Page:

--- Start ---

To put the revenue data into perspective, we also look at how many movies were released in each season. The following bar chart visualizes the seasonal distribution of movie releases.

In [8]:
season_counts = (
    cleaned_movies_df['season']
    .value_counts()
    .rename_axis('season')
    .reset_index(name='count')
)

alt.Chart(season_counts).mark_bar().encode(
    x=alt.X('season:N', sort=['Winter', 'Spring', 'Summer', 'Fall'], title='Season'),
    y=alt.Y('count:Q', title='Number of Movies Released'),
    color='season:N'
).properties(
    title='Number of Disney Movies Released by Season',
    width=500,
    height=300
)

**Figure 1:** Number of Disney Movies Released by Season

The first bar chart shows that summer releases had the highest average total gross, followed by winter, fall, and spring, suggesting higher earnings during summer months. The chart of movie release counts adds context by showing how release volume varies by season, which may also influence revenue patterns.

Now how do these revenues change when the month of December is considered it's own season? I've created a separate function script specifically for this so we can view how the median gross revenues are influenced by Christmas break. Let's import the function `december_function_script.py`.

In [9]:
from december_function_script import december_disney_movies

Now, let's run the new wrangling code, and calculate the median gross earnings by season.

In [10]:
# Wrangle the data
cleaned_december_df = december_disney_movies(disney_movies)

# Count movies per season
december_season_counts = cleaned_december_df['season'].value_counts()

# Average total gross by season
december_season_avg_revenue = (cleaned_december_df.groupby('season')['total_gross']
                                         .mean()
                              )

# Median total gross by season
december_season_median_revenue = (cleaned_december_df.groupby('season')['total_gross']
                                            .median()
                                            .reset_index()
                                 )
december_season_counts
december_season_avg_revenue
december_season_median_revenue

Unnamed: 0,season,total_gross
0,Christmas,49074987.0
1,Fall,27800112.5
2,Spring,24242464.0
3,Summer,46573027.0
4,Winter,27688592.5


Using Altair, we can better discriminate the median gross earnings in the season `Christmas`.

In [12]:
alt.Chart(december_season_median_revenue).mark_bar().encode(
    x=alt.X('season:N', sort=['Winter', 'Spring', 'Summer', 'Fall'], title='Season'),
    y=alt.Y('total_gross:Q', title='Median Total Gross ($)'),
    color=alt.Color('season:N', legend=None)
).properties(
    title='Median Disney Box Office Revenue Including Christmas',
    width=500,
    height=300
)

--- End ---

Repeat the Disney movie analysis from "The first bar" to "influence revenue patterns.", substituting "the number of releases" for "release volume". The data that comes next is from a separate source.

Dataset entries:
--- Start ---

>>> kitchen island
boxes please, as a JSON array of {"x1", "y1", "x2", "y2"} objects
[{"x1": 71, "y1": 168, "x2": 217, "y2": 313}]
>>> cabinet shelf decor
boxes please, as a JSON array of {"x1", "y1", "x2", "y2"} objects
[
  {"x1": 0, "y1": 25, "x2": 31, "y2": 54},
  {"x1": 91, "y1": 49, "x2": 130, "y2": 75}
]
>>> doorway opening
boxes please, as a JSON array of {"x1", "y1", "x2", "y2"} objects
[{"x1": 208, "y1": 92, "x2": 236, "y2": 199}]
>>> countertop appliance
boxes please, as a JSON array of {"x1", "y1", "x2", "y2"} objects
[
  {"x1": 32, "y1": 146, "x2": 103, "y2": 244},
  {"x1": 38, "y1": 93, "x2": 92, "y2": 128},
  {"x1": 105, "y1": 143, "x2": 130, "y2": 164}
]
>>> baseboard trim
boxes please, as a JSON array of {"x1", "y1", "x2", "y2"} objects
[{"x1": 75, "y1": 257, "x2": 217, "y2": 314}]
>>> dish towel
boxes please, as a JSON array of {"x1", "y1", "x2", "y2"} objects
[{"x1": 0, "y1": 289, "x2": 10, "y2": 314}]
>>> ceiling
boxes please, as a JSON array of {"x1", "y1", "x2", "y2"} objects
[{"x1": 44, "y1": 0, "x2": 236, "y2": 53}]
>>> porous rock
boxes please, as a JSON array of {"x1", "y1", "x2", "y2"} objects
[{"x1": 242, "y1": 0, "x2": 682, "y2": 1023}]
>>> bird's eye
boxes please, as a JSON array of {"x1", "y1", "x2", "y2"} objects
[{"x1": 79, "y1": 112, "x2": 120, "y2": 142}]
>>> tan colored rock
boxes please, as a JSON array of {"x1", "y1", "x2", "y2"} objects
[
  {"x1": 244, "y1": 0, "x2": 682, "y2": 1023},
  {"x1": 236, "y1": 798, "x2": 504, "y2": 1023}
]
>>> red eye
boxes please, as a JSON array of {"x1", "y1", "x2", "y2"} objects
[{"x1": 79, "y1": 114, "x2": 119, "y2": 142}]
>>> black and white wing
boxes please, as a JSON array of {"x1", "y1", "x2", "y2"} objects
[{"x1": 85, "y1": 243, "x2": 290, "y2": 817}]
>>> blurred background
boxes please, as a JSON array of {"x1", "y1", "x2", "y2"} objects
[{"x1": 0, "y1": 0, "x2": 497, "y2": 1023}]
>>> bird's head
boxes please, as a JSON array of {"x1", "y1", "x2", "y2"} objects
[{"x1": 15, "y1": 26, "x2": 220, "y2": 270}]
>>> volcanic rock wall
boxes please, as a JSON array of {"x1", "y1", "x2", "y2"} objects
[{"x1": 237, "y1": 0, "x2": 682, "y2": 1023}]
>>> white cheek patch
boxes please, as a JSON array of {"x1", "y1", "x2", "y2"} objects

--- End ---
--- Start ---

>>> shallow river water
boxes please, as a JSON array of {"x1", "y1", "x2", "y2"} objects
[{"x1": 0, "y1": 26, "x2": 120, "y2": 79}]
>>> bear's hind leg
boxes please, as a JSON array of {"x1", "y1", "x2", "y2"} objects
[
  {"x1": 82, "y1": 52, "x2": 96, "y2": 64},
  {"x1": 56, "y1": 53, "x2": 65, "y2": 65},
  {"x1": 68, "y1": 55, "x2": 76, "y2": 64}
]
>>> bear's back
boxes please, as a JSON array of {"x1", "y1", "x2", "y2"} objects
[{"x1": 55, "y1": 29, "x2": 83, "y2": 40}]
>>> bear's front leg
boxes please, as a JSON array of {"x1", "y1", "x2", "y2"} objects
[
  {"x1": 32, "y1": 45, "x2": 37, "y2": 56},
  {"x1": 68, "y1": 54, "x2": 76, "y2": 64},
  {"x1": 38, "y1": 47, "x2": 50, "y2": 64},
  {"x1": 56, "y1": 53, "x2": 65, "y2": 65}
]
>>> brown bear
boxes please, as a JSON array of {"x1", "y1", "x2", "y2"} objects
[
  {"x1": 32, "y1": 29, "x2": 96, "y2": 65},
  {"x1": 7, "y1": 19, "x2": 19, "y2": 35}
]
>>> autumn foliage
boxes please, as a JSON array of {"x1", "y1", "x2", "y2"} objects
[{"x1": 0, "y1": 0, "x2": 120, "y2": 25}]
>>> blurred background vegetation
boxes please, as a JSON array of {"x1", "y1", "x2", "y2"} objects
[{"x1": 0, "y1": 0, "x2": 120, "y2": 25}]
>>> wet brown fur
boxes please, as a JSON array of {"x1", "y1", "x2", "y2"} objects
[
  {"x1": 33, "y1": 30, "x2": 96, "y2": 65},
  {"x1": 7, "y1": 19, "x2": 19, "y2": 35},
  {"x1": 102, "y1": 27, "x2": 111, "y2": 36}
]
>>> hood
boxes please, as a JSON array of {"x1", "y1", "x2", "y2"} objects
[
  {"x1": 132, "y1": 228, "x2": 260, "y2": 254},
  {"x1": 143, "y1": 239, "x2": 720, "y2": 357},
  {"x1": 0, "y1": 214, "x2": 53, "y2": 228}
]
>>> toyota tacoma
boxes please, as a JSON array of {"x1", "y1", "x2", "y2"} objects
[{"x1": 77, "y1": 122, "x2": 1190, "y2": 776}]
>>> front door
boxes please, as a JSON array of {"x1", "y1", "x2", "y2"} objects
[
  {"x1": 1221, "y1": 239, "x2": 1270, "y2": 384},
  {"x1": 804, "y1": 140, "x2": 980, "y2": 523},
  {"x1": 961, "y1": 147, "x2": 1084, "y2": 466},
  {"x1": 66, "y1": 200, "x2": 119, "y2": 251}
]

--- End ---

Response:
The first bar chart shows that summer releases had the highest average total gross, followed by winter, fall, and spring, suggesting higher earnings during summer months. The chart of movie release counts adds context by showing how the number of releases varies by season, which may also influence revenue patterns.